[Work task] Extract each line of the items below that contains the word "coordinates", and copy every such line in full.

[Collected data entries]
=-=-=
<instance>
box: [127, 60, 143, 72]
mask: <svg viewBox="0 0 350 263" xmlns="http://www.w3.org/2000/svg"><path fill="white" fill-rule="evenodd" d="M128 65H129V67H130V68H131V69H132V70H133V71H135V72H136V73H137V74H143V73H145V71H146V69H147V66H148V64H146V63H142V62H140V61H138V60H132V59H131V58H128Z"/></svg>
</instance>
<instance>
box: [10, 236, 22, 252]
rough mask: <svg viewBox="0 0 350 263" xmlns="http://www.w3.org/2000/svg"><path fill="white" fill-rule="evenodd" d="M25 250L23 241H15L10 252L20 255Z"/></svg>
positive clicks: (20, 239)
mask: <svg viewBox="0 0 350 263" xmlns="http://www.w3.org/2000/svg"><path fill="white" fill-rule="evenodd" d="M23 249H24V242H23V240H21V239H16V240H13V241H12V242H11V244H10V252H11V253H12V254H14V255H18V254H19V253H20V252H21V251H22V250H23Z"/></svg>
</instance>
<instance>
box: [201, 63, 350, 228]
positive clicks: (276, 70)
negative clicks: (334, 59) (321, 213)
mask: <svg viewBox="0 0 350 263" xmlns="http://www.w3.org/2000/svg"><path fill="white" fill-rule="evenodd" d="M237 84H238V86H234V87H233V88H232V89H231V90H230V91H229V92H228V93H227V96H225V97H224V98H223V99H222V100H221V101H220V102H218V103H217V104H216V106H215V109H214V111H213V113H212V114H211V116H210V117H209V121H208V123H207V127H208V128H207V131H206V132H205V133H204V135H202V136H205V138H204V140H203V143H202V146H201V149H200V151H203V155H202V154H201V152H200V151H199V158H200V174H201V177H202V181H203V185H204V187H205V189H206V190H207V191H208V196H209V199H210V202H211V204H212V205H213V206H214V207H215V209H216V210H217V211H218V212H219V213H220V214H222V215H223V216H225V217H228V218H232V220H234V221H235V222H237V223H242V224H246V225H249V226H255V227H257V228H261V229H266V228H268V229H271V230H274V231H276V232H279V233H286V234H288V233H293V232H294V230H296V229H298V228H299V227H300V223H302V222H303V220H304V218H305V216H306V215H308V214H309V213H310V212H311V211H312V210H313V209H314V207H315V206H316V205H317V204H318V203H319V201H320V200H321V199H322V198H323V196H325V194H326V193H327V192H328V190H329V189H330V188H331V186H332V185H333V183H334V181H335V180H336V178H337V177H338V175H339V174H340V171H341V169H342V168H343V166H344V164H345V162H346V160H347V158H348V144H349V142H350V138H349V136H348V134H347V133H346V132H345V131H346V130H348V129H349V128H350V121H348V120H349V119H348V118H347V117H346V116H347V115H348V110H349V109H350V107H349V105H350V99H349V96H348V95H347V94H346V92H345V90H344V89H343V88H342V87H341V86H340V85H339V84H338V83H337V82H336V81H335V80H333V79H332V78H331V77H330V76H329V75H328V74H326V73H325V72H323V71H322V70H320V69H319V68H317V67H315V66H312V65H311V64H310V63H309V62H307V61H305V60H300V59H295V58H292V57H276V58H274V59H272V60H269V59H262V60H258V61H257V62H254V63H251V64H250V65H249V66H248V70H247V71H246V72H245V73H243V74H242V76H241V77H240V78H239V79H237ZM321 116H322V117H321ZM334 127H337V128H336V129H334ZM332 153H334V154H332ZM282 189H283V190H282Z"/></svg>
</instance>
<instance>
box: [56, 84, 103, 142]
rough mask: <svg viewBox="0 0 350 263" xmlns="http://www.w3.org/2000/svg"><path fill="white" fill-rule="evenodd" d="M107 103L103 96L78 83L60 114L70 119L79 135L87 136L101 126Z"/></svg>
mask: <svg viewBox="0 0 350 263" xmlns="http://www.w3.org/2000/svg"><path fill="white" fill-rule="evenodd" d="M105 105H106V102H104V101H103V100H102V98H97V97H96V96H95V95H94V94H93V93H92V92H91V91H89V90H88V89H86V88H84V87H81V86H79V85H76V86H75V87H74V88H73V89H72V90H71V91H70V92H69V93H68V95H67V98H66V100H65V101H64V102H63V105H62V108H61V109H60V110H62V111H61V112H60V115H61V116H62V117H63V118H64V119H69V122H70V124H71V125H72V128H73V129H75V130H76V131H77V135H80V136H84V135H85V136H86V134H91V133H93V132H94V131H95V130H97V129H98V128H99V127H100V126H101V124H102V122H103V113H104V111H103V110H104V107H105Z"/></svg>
=-=-=
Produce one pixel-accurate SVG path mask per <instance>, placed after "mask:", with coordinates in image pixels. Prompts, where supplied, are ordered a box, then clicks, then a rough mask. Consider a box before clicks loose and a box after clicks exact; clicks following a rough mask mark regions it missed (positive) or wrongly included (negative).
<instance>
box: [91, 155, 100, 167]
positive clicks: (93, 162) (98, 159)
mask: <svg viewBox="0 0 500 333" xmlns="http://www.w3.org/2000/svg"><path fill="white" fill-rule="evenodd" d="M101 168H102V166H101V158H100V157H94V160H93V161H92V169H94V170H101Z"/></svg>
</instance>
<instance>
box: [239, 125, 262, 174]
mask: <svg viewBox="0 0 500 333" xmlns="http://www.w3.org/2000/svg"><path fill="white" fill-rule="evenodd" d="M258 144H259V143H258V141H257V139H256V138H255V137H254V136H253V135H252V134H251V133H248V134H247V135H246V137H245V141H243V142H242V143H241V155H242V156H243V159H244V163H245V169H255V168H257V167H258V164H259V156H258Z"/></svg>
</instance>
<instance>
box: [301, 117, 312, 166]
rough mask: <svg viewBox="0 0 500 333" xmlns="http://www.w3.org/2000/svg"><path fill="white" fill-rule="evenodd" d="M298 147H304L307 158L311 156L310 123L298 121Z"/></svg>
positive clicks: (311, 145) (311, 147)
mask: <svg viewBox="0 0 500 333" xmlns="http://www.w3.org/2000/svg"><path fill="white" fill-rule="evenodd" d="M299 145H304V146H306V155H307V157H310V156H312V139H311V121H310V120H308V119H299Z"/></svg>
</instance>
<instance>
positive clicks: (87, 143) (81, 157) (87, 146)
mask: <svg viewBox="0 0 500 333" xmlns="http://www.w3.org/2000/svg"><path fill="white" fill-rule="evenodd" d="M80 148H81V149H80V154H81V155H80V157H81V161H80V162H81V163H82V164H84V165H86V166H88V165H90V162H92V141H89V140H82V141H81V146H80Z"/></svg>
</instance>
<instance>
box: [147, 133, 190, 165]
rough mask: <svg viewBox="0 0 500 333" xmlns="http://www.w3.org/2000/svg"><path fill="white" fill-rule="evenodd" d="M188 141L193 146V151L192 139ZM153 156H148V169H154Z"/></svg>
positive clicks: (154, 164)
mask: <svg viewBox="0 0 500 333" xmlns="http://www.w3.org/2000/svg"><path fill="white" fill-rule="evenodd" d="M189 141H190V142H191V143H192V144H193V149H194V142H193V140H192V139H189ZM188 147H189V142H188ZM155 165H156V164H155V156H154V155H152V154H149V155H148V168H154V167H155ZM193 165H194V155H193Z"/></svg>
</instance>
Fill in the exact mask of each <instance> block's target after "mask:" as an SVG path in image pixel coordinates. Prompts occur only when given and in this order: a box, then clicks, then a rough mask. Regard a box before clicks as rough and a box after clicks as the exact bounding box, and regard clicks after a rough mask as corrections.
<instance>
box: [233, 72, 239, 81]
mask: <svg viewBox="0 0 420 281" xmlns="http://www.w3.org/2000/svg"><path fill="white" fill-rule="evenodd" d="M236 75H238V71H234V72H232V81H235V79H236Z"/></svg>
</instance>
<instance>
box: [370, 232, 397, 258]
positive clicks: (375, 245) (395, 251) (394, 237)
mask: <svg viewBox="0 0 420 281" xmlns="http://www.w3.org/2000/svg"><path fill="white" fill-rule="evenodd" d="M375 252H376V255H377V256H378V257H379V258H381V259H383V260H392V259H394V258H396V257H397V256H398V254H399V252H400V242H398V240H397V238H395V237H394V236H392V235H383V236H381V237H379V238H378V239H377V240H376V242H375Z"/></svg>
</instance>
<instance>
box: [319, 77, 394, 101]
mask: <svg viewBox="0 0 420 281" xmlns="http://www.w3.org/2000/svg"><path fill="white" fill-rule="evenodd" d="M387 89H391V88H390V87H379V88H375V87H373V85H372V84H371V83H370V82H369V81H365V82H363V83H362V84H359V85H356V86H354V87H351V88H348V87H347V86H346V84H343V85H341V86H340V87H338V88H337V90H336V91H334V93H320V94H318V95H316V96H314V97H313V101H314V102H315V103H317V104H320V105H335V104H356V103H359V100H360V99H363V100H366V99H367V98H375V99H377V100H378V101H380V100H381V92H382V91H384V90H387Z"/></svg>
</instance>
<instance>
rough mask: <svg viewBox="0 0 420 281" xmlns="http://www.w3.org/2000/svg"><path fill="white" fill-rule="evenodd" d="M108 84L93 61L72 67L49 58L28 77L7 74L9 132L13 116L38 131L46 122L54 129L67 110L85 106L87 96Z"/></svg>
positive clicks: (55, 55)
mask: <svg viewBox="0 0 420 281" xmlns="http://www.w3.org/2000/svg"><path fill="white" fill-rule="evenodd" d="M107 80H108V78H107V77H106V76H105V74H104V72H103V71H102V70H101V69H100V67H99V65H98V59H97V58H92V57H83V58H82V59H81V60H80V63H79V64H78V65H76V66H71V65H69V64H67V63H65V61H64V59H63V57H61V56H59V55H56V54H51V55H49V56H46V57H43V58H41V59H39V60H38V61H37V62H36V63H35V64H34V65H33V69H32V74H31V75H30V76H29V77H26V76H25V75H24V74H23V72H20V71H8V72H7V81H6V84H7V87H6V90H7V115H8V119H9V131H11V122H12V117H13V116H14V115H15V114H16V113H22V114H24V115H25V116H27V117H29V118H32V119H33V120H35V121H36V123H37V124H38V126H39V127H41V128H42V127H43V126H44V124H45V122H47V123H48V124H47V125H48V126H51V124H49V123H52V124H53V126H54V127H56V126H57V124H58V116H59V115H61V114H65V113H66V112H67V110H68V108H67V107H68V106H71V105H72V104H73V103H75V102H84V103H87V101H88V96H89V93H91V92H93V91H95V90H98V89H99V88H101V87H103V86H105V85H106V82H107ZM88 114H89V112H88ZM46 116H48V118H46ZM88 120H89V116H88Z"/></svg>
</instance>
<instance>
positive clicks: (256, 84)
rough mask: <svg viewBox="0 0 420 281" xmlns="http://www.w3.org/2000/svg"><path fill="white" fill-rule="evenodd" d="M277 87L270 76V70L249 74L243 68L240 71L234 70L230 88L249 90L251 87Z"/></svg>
=-=-=
[Exercise answer]
Produce one pixel-accurate SVG path mask per <instance>, placed after "mask:", with coordinates in image pixels. Prompts, where supplied, are ordered a box, then clicks, then a rough mask. Consider a box before clicks loose and a box after clicks exact; clicks following a rough mask mark regions it missed (positive) or wrongly included (negative).
Fill in the exact mask of each <instance> block's target after "mask:" as an SVG path in image pixel coordinates. Prompts occur only when given and in this order: a box, then clicks, then a rough mask. Regard a box before clicks as rough and a box after clicks as the exact bounding box, and regard clicks after a rough mask as corrections.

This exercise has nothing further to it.